=== Stated exercise 1 ===
In the bird-watching post, what bird did the writer identify using a guide?
=== Stated exercise 2 ===
Please write the next part of the bird-watching post, picking up after its final sentence.

BEGIN Source text

Tag Archives: Bird-watching

Bird-Eating Snake and Alexander Skutch

I was walking back to the office with a basket of water apples today thinking how lovely everything was here in paradise when I was dive-bombed by a bird. It turns out it wasn’t me that was the target, but the snake in the bromeliad above me which was swallowing, what I can only assume was the bird’s mate, whole. It was an indecently slow process and, throughout it, the bird kept up its shrill calls (perhaps translating as ‘don’t worry, I’m coming to get you’) as well as its audacious dive-bombing. It was joined by a second bird for coordinated, tactical attacks. The snake ducked and bobbed, it’s mouth grotesquely jammed open by the victim’s twitching feathery rump. If it was a chick, it was a large one. By the time I’d managed to tear myself away from this dramatic spectacle in order to grab my iPhone from the desk, the snake had ducked down further into the bromeliad to digest, but the birds were still attacking an hour later when I left for home. It looked like a flycatcher. I checked the name with a guide and it’s a bright-rumped attila, a bird in the tyrant flycatcher family. As all those name’s suggest, it’s a territorial bully – but impressive.

When I struggled to identify photos of small brown birds taken by a hotel guest, he said “I can see you’re not a bird person”. That’s probably true in that I’m hopeless at naming them or remembering which song belongs to what, but I am fascinated by them.

In the mid-1990s, I was lucky enough to be invited along to meet the naturalist, philosopher and writer, Alexander Skutch, at his farm (Los Cusingos) outside San Isidro del General in southern Costa Rica. He was then 90-years old, leading an almost reclusive existence in the simple, wooden house where he’d been for 55-years, all the trees around him thick with the birds he loved so much. Of his many books and papers, The Birds of Costa Rica, written with Gary Stiles, is the best-known, an ornithological bible, the essential twitcher’s guide.

END Source text
BEGIN Dataset extract

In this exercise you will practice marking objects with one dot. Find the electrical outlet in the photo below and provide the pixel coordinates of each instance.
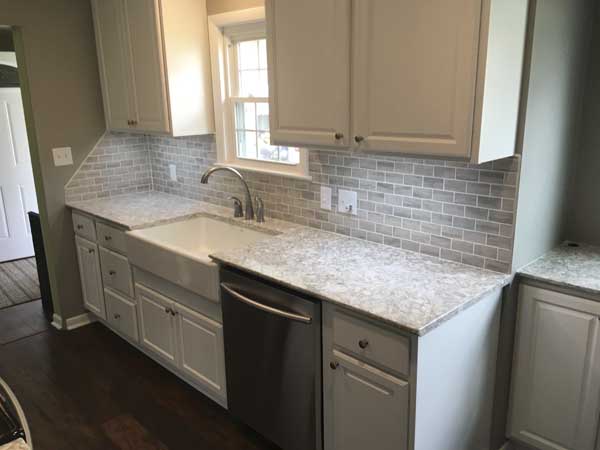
(326, 198)
(173, 172)
(62, 156)
(347, 202)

END Dataset extract

=== Written response 1 ===
A bright-rumped attila, a bird in the tyrant flycatcher family.

=== Written response 2 ===
But he wasn’t as interested in lists and specifics and counting birds, as understanding them, and it’s the books born out of a life of quiet observation, that explore cooperation, intelligence and play, that are Skutch’s unique gems. He was working on The Minds of Birds at the time, a controversial book that set out to prove that “birds’ mental capacities have been grossly underestimated”. Pointing at the birds flying around his back porch, Skutch said they weren’t merely functioning – doing what they needed to survive – but playing, proactively enjoying themselves. I often think of that. Obviously he supports his theory slightly more forcibly in his book (They count! They have long memories! And forethought! They recognise people!). It’s a wonderful, provocative read.

Born in Baltimore, Skutch studied botany, and used it as his passport to tropical adventures, funding some meandering journeys by collecting plants for foreign museums. He writes about those travels into the lost worlds of  the 30s and 40s with a wonderfully gentle, philosophical style. Try The Imperative Call: A Naturalist’s Quest in Temperate and Tropical America, or  his collection of essays, (including ‘Through Peruvian Amazon by Gunboat’, and ‘Birding in a Time of Revolution’) in A Birdwatcher’s Adventures in Tropical America. And of course if in Costa Rica: A Naturalist in Costa Rica.

Skutch was married to Pamela,  daughter of Sir Charles Lankester, who arrived in Costa Rica from Britain after answering a classified ad in, I think, the Daily Telegraph asking for a coffee plantation manager, and went on to create an extraordinary orchid collection, now left for posterity and open to the public. As Pamela seldom left the farm where they lived together without electricity, a telephone link to the outside world, or, for 50 years, running water, she remained quintessentially British, a Celia Johnson serving tea in china cups in the tropics and asking for news about the Queen.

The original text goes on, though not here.